#### What to produce
For each line of the data below that contains "positive", return that line.

#### Record extracts
#####

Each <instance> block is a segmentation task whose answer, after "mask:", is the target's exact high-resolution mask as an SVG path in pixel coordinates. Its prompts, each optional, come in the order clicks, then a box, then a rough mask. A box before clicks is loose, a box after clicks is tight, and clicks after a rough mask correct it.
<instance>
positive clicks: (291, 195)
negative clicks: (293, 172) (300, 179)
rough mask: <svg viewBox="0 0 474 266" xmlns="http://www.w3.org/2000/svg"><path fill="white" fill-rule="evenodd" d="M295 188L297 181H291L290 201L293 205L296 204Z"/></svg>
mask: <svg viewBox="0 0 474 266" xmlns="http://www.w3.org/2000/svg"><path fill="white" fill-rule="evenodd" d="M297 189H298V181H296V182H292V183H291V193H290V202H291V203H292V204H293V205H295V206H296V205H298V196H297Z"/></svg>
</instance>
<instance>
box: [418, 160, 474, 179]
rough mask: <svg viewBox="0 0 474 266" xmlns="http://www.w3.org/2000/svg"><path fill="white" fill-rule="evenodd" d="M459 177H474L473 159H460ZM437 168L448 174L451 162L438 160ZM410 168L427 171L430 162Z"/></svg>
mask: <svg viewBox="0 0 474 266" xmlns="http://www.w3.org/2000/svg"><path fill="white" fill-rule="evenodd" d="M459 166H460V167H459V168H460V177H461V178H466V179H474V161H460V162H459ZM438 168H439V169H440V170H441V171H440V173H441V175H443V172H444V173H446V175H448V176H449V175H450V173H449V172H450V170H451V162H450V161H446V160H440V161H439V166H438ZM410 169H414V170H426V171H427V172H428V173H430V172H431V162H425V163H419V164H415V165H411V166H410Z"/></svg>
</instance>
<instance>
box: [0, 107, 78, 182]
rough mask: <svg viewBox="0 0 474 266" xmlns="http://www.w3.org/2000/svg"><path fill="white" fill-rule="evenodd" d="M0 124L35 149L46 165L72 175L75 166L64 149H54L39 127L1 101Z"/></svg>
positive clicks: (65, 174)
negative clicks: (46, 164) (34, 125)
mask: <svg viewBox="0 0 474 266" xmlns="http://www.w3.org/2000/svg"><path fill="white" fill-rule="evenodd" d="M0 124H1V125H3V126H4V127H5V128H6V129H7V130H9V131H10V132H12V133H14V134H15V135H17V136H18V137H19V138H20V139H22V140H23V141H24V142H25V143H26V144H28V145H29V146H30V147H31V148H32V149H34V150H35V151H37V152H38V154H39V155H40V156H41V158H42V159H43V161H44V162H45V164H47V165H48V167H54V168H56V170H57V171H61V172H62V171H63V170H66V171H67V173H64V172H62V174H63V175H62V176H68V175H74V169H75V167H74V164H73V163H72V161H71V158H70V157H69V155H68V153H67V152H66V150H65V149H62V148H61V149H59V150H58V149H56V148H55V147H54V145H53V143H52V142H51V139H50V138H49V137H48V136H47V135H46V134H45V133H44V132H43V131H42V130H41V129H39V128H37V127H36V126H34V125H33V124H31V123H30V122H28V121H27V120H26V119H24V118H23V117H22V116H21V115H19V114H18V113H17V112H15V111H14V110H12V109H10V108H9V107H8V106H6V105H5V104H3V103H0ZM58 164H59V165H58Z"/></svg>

#####

#### Result of this task
positive clicks: (291, 195)
positive clicks: (65, 174)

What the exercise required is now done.